WORK INSTRUCTIONS | Reproduce the listing from the line containing "Exercise. Point out every instance of the number" through the end of the listing, both included, with the requests unchanged. Multiply every coordinate in the answers by 2.35 and round each result to a whole number, rounding halves up.

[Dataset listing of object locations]
──────────
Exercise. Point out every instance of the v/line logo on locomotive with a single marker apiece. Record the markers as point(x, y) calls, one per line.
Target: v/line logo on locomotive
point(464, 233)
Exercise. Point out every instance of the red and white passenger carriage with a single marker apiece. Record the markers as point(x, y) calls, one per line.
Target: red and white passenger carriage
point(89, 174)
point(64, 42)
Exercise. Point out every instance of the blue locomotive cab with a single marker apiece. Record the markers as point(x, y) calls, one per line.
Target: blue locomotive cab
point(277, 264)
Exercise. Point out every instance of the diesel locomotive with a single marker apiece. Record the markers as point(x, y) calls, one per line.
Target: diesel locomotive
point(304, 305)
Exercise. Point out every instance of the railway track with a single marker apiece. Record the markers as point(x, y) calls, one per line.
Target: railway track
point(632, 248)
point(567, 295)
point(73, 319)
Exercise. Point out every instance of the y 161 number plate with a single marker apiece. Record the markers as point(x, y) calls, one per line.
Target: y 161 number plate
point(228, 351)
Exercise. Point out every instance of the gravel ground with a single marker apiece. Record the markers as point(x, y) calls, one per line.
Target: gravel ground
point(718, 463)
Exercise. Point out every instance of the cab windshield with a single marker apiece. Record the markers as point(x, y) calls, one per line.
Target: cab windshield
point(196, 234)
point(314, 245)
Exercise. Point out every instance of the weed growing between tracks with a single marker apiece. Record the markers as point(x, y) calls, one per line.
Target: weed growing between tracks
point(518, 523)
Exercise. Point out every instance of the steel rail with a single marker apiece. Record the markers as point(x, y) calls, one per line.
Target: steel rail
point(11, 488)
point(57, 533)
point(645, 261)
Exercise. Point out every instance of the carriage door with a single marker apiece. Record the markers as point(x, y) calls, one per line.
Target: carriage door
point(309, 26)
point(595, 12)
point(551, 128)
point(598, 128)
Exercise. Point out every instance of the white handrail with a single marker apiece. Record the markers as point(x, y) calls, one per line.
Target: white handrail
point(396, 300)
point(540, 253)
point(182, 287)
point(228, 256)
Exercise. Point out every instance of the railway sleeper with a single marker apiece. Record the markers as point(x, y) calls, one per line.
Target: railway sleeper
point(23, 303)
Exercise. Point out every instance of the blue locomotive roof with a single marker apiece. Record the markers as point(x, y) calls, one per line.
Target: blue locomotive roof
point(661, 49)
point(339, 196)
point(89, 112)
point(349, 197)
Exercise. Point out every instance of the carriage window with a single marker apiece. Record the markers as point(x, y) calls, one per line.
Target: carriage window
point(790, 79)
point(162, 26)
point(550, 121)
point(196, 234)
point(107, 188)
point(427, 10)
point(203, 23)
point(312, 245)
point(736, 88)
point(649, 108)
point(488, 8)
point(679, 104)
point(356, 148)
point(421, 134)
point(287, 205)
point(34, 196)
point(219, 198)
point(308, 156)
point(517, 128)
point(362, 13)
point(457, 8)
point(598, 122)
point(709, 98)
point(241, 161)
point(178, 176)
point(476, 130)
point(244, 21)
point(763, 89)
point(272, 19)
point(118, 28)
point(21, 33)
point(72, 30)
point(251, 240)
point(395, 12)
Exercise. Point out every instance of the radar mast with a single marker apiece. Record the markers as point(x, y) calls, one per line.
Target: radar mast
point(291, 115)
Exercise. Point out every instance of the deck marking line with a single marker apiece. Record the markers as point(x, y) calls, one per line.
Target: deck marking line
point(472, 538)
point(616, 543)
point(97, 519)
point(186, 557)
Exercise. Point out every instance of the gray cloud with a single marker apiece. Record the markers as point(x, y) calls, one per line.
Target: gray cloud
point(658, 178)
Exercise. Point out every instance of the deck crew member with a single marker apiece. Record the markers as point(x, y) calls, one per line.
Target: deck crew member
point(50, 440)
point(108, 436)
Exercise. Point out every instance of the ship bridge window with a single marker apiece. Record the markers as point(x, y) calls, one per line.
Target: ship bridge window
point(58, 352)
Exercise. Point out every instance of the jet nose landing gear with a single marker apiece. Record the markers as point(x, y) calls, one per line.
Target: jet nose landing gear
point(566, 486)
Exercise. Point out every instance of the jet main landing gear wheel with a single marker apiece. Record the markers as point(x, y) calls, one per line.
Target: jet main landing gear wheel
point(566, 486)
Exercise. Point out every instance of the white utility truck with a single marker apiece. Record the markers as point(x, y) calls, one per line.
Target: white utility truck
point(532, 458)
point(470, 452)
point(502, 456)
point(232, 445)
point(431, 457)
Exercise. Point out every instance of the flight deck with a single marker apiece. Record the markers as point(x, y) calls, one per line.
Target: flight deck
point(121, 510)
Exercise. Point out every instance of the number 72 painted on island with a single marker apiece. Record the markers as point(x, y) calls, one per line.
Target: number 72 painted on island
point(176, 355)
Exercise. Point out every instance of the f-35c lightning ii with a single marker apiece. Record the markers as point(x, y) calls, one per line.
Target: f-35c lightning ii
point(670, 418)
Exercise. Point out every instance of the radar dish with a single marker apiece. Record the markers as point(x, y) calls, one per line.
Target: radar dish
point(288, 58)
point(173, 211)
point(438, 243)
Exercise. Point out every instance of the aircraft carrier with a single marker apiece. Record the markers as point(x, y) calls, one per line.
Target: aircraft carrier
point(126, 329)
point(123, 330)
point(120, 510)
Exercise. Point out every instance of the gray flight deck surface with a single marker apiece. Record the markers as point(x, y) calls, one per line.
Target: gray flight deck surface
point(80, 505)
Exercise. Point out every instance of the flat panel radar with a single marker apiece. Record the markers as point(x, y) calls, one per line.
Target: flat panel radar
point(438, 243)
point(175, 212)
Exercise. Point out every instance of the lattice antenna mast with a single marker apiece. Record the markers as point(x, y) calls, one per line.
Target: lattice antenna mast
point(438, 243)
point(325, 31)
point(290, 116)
──────────
WRITTEN SOLUTION |
Exercise. Point out every instance of the number 72 painted on island with a single marker apiece. Record the markers as point(x, y) calls, one per line.
Target: number 72 painted on island
point(414, 834)
Exercise. Point out every instance of the f-35c lightning ii with a single marker apiece. Record the markers as point(x, y) calls, one per line.
Target: f-35c lightning ii
point(1575, 982)
Exercise. Point out every instance of the radar dish with a single marker apiece. Record the markers as point(x, y) calls, one per line.
Target: radar dish
point(677, 136)
point(407, 496)
point(1029, 571)
Exercise. Point out every instance of the aircraft carrier with a single marker apiece. Record the markers as point(x, y) calls, one per line.
Target: aircraft carrier
point(296, 773)
point(289, 776)
point(282, 1199)
Exercise. Point out every instance of the gray flight deck surface with a single marker apiece. Record the markers as point(x, y) calls, one per line.
Target: gray flight deck surface
point(188, 1187)
Exercise. Point out every instance of the flat panel radar with a single marker apiece. Record the markers as point(x, y) calls, one per line.
Target: flat panel radar
point(1029, 571)
point(411, 498)
Exercise. Point out every instance of the lattice antenna mast with a single marker apiece. Record the markers as point(x, y) calls, one per line.
Target: lattice antenna mast
point(1029, 571)
point(764, 73)
point(682, 273)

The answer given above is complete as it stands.